*TASK:*
Copy every line below word for word, leaving out the pictures.

*INFORMATION PROVIDED:*

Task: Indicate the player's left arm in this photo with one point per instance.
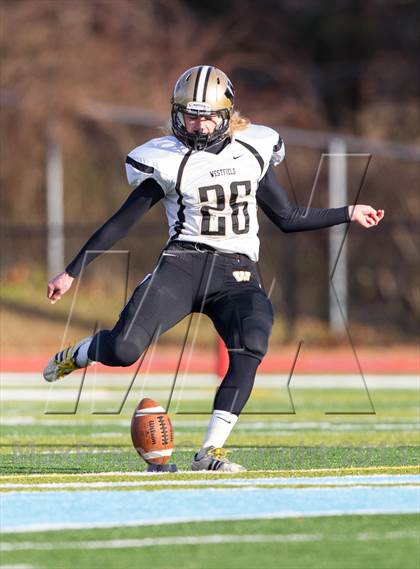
(289, 217)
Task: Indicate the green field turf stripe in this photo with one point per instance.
(119, 475)
(202, 540)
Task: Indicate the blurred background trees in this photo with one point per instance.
(349, 67)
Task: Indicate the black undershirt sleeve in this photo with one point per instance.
(273, 200)
(138, 203)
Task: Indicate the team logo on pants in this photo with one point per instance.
(242, 276)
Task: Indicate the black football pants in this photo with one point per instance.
(194, 278)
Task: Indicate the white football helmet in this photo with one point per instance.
(201, 91)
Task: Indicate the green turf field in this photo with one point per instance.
(302, 437)
(351, 542)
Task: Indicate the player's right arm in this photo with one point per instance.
(138, 203)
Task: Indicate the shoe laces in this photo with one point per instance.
(67, 365)
(219, 453)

*IN RESPONSE:*
Task: Indicate the player's left arm in this photo with one point per instance.
(289, 217)
Task: Indicate the green field turf stripe in this photo with one point per instance.
(119, 475)
(202, 540)
Task: Indicate the blurred background trees in this photo with one point per instance.
(349, 67)
Task: Indicate the black undershirt sleeve in this photo with one point per instance.
(273, 200)
(138, 203)
Task: Indicate the team logo on pants in this photo with one point per instance.
(242, 276)
Task: Indicate the black football pants in this photo with one point per instance.
(194, 278)
Task: Indicate the white football helmet in this photo with one point per instance.
(201, 91)
Task: Indicate the green turf field in this photo with one point per instance.
(302, 437)
(351, 542)
Task: Indicate the player's right arm in this photo with one point per instance.
(138, 203)
Task: Indicate the shoe laces in this photo with one point per instance.
(67, 365)
(219, 453)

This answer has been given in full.